TEXTO DE ORIGEM →
= = = = =

Por outro lado, a participação do proletariado na Assembleia Constituinte representa um poderoso fator de democracia, que há de concorrer para novos passos em frente no caminho da liberdade e da liquidação da base econômica da reação e do fascismo.

Antes, a classe operária não podia ter representação no parlamento. Ela não havia aparecido ainda como classe independente, como classe em si e para si. Assim, na Assembleia Constituinte de 1823 não podia haver representantes da classe operária, como também não era possível em 1891. Em 1934, a presentação “classista”, como é sabido, não chegava a ser uma representação da classe operária.

Entretanto, já aí o proletariado, mais desenvolvido, melhor organizado, podia exercer pressão sobre a Assembleia, colhendo logo os resultados com a inclusão do direito de greve em dispositivo da carta constitucional.

As manifestações de então foram dirigidas pelo nosso Partido, que, desde 1923, existia como vanguarda da classe operária.

Em 1946, as condições são outras e o proletariado, numa nova fase de ascensão da democracia no mundo inteiro, por meios pacíficos, tendo à frente um Partido Comunista legal e forte, utiliza o sufrágio universal, não ainda em toda a sua plenitude, mas, pelo menos, em tal grau que lhe permite agir de dentro da própria Assembleia com uma representação relativamente numerosa.

O que isso significa para a classe operária pode dizê-lo esse escasso mês que decorreu para os trabalhos da Constituinte de 46.

Vimos toda a sorte de recursos e de manifestações reacionárias dos partidos das classes dominantes, dos senhores da terra e de todos os magnatas a serviço do capital estrangeiro colonizador.

O sufrágio universal trouxe, portanto, ao proletariado um grande benefício, que, quando mais não fosse, pelo menos, como diz Engels: “abriu à nossa representação no Parlamento uma tribuna do alto da qual pode falar a seus adversários, na câmara, e às massas, fora dela, com uma autoridade e uma liberdade muito diferente das que tem na imprensa e nos comícios”.

= = = = =

TAREFA PROPOSTA A →
Reescreva todos os registros trocando "white cloud" por "cloud" e mantenha o resto como está. Deixe as imagens de fora da resposta.
O texto e os registros não têm nenhuma relação entre si.

= = = = =

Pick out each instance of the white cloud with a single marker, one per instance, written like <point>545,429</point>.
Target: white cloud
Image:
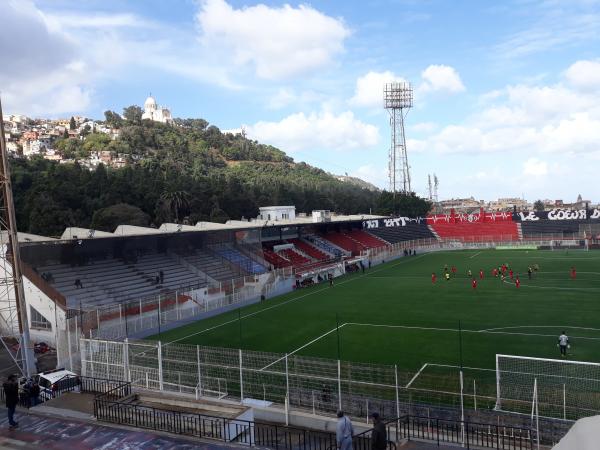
<point>277,42</point>
<point>285,97</point>
<point>533,120</point>
<point>373,174</point>
<point>535,167</point>
<point>441,78</point>
<point>46,74</point>
<point>316,131</point>
<point>584,75</point>
<point>98,20</point>
<point>369,88</point>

= = = = =

TAREFA PROPOSTA B →
Segundo o texto de origem, desde que ano o Partido existia como vanguarda da classe operária?

RESULTADO DA TAREFA A →
Pick out each instance of the cloud with a single marker, one per instance, written like <point>545,429</point>.
Target: cloud
Image:
<point>277,42</point>
<point>285,97</point>
<point>533,120</point>
<point>373,174</point>
<point>535,167</point>
<point>441,78</point>
<point>46,74</point>
<point>316,131</point>
<point>584,75</point>
<point>98,20</point>
<point>369,88</point>

RESULTADO DA TAREFA B →
Desde 1923.